> _Task objective_
Rewrite the region labeling records as a numbered list, from the first line up to and including the line with "[0,1,600,245]". Omit any blank lines.

[Region labeling records]
□ □ □ □
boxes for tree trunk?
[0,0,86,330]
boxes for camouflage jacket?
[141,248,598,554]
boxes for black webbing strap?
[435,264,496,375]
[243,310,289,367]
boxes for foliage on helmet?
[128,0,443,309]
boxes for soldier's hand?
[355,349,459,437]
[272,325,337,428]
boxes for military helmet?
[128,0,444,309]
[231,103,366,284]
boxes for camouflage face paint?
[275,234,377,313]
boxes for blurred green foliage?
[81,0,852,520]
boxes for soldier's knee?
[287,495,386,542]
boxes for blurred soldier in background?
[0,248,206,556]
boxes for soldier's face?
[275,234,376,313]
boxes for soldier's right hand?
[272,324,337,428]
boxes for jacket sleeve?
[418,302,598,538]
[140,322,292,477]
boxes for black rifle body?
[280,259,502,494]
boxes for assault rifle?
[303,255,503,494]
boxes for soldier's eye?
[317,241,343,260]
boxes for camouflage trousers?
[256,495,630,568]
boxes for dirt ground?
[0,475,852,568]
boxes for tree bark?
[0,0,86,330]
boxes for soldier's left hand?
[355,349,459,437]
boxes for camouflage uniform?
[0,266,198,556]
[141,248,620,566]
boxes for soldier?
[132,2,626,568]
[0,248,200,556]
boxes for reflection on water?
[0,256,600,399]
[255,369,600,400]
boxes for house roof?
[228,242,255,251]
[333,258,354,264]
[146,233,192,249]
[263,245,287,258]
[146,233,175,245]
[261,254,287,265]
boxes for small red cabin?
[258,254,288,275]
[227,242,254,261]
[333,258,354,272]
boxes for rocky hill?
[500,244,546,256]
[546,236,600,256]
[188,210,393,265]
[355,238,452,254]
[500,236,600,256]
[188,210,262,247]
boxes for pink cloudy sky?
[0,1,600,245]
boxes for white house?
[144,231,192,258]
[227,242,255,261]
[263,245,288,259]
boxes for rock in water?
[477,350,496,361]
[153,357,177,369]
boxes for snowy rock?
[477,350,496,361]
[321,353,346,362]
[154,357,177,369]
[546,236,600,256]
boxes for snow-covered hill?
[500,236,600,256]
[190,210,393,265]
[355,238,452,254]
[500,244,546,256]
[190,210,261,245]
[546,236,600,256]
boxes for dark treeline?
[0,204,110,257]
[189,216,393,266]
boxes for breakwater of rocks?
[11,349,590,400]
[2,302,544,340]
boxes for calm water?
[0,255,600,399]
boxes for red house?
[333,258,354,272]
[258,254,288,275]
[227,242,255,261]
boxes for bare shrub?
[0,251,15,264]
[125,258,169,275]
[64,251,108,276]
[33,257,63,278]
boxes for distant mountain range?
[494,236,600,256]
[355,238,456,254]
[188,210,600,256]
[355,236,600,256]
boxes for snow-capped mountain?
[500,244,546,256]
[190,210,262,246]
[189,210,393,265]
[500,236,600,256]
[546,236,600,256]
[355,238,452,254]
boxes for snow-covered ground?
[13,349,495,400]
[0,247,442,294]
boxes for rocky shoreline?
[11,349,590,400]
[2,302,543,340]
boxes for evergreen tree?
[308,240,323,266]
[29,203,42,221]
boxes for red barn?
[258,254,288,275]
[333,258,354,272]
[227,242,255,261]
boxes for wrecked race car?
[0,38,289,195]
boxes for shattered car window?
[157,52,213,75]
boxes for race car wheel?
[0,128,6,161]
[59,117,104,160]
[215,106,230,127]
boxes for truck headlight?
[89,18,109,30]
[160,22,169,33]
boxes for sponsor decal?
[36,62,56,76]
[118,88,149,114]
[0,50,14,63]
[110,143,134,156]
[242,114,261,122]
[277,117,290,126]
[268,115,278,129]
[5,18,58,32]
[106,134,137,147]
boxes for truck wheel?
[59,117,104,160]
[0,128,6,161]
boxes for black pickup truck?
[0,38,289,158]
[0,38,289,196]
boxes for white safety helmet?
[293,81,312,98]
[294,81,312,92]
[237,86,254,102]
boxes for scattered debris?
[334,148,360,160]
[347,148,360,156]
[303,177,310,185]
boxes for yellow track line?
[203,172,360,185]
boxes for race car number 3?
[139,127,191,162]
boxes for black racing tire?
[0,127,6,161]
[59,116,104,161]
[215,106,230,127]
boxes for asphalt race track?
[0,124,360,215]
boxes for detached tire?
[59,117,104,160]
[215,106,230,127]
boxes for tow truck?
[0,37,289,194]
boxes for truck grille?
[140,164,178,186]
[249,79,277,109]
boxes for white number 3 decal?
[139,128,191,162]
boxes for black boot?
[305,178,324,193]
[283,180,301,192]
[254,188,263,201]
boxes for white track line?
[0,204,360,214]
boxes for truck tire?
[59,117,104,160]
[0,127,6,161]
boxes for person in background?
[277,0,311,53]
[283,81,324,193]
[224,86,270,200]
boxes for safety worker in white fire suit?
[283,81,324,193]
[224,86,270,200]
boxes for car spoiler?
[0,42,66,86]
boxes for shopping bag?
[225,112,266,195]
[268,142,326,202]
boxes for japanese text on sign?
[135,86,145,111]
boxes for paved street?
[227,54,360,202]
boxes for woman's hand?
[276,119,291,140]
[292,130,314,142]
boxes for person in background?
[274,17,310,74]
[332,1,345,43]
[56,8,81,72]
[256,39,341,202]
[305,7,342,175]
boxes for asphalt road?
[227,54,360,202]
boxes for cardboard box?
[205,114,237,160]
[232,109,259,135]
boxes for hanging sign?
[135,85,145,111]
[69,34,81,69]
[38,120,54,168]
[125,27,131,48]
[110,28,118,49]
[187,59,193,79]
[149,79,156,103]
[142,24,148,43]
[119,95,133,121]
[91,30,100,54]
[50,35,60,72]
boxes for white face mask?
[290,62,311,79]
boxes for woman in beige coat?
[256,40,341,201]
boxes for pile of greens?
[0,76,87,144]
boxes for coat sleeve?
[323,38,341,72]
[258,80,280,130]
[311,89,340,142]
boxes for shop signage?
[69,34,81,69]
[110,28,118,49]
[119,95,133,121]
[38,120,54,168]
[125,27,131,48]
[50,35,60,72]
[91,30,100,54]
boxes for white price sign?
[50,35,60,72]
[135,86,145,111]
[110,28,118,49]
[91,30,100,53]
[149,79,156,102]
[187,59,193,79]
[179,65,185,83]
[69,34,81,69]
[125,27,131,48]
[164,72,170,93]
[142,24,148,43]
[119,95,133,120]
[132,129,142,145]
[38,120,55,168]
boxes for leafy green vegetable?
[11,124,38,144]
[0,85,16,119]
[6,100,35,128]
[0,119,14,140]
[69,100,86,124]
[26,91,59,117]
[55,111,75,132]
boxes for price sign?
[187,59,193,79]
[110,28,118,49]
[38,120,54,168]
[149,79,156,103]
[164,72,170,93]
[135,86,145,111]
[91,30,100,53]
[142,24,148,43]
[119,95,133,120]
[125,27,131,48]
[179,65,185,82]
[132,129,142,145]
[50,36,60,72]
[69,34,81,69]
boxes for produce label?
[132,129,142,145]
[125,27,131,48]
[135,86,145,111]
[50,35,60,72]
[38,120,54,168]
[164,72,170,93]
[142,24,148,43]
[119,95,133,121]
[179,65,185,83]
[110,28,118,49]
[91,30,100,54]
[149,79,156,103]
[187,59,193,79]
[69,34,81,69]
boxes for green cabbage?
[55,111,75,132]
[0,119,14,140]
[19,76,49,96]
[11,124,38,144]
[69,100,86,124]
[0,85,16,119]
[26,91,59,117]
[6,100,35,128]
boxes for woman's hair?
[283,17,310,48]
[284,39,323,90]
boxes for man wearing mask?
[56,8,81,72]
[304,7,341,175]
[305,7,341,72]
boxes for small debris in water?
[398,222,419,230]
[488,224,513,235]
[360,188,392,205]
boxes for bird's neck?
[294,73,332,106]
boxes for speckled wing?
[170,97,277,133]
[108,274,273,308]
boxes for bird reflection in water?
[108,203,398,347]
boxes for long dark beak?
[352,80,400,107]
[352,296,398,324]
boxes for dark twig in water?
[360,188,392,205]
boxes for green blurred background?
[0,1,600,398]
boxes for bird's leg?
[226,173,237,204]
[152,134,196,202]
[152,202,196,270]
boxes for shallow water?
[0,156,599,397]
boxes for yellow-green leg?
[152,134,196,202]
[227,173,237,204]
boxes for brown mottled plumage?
□ □ □ □
> _Solution to the problem_
1. boxes for tree trunk?
2. [0,0,86,330]
3. boxes for camouflage jacket?
4. [141,248,598,554]
5. boxes for black webbing strap?
6. [435,264,496,375]
7. [243,310,289,367]
8. boxes for foliage on helmet?
9. [128,0,443,309]
10. boxes for soldier's hand?
11. [355,349,459,437]
12. [272,325,337,428]
13. boxes for military helmet?
14. [128,0,444,309]
15. [231,103,366,284]
16. boxes for camouflage face paint?
17. [275,234,377,313]
18. boxes for blurred green foliage?
19. [81,0,852,520]
20. boxes for soldier's knee?
21. [287,495,386,542]
22. boxes for blurred soldier in background?
23. [0,248,206,556]
24. boxes for soldier's face?
25. [275,234,376,313]
26. boxes for soldier's right hand?
27. [272,324,337,428]
28. boxes for jacket sleeve?
29. [418,302,598,538]
30. [140,322,292,477]
31. boxes for black rifle body?
32. [280,259,502,494]
33. boxes for assault rifle?
34. [303,255,503,494]
35. boxes for soldier's eye?
36. [317,241,343,260]
37. boxes for camouflage trousers?
38. [256,495,630,568]
39. boxes for dirt ground?
40. [0,475,852,568]
41. boxes for tree bark?
42. [0,0,86,330]
43. boxes for soldier's left hand?
44. [355,349,459,437]
45. boxes for camouflage uniform?
46. [0,266,198,556]
47. [141,248,620,566]
48. boxes for soldier?
49. [132,2,626,568]
50. [0,248,200,556]
51. boxes for reflection on water?
52. [0,256,600,399]
53. [255,369,600,400]
54. boxes for house roof?
55. [228,242,255,251]
56. [333,258,354,264]
57. [146,233,192,249]
58. [263,245,287,258]
59. [146,233,175,245]
60. [261,254,287,265]
61. boxes for small red cabin?
62. [258,254,288,275]
63. [227,242,254,261]
64. [333,258,354,272]
65. boxes for rocky hill?
66. [500,244,546,256]
67. [546,236,600,256]
68. [188,210,393,265]
69. [355,238,452,254]
70. [500,236,600,256]
71. [188,210,262,247]
72. boxes for pink cloudy sky?
73. [0,1,600,245]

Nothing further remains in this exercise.